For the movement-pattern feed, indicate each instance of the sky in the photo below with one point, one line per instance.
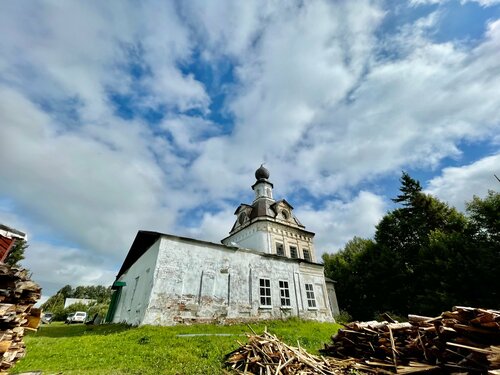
(119, 116)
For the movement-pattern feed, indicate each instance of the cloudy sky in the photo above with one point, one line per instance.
(117, 116)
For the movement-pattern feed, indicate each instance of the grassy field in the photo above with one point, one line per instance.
(119, 349)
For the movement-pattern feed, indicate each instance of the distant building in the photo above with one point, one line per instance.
(265, 269)
(84, 301)
(8, 239)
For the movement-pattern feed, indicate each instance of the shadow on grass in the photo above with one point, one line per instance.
(74, 330)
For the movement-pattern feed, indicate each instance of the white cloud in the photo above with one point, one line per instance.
(456, 184)
(484, 3)
(338, 222)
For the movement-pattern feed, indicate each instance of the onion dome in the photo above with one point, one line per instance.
(262, 173)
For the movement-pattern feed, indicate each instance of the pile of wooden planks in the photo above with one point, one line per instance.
(18, 294)
(464, 340)
(266, 354)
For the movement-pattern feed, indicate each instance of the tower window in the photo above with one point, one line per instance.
(242, 217)
(284, 294)
(311, 301)
(265, 292)
(280, 249)
(307, 254)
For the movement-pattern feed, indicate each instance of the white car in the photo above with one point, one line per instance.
(79, 317)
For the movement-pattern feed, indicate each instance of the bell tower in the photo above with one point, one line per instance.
(270, 226)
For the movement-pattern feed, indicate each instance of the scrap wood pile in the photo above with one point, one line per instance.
(465, 340)
(266, 354)
(18, 294)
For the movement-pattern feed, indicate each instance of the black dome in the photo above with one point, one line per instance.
(262, 173)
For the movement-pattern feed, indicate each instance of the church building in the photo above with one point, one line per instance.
(265, 269)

-=-=-=-=-

** WHAT THIS TASK INVOLVES **
Copy out the rows above with "onion dome" swapped for "cupola" and nothing else changed. Leave the pictures out.

** FINISHED ANSWER **
For the movement-pattern feed, indicate each instance of the sky in the photo below with one point, one line per instance.
(119, 116)
For the movement-pattern feed, indicate each instance of the cloudy sky in the photo above with one point, one line per instance.
(117, 116)
For the movement-pattern feed, indicate each instance of the grassy field in the photo above with one point, one line per instance.
(119, 349)
For the movement-pattern feed, indicate each instance of the distant building in the photo above with one point, one line per instance.
(265, 269)
(84, 301)
(8, 239)
For the movement-pattern feed, indicate each instance of the shadow on grass in the photo above with one point, one line per instance.
(74, 330)
For the movement-pattern feed, indicate each instance of the white cloud in the photo above with one point, one line per instance.
(456, 184)
(484, 3)
(338, 222)
For the movement-pattern feed, indicate each instance of the cupola in the photo above with one point, one line per instance.
(262, 173)
For the movement-pattern feed, indicate each instance of the pile of wooden planks in the photo above with one point, one line per instance.
(18, 294)
(464, 340)
(266, 354)
For the movement-pattern feed, indicate each instance of the tower window in the photo above with one point, one line per instance.
(242, 217)
(284, 294)
(311, 301)
(265, 292)
(280, 249)
(307, 254)
For the movement-pattern feed, indicate each instance of the white car in the photo above with one point, one line per instance.
(79, 317)
For the movement-pattern feed, indicate each instance of the bell tower in the photo above with one point, one line per instance.
(270, 226)
For the movement-pattern feed, indicate each instance of the scrap wood pile in the photo above with one point, one line per instance.
(465, 340)
(266, 354)
(18, 294)
For the movement-pattern feed, indicate each instance of the black dome in the photo above with one point, one line per instance.
(262, 173)
For the movement-pattern feed, indicate each instance of the church building in the photo above with one point, one line per instance.
(265, 269)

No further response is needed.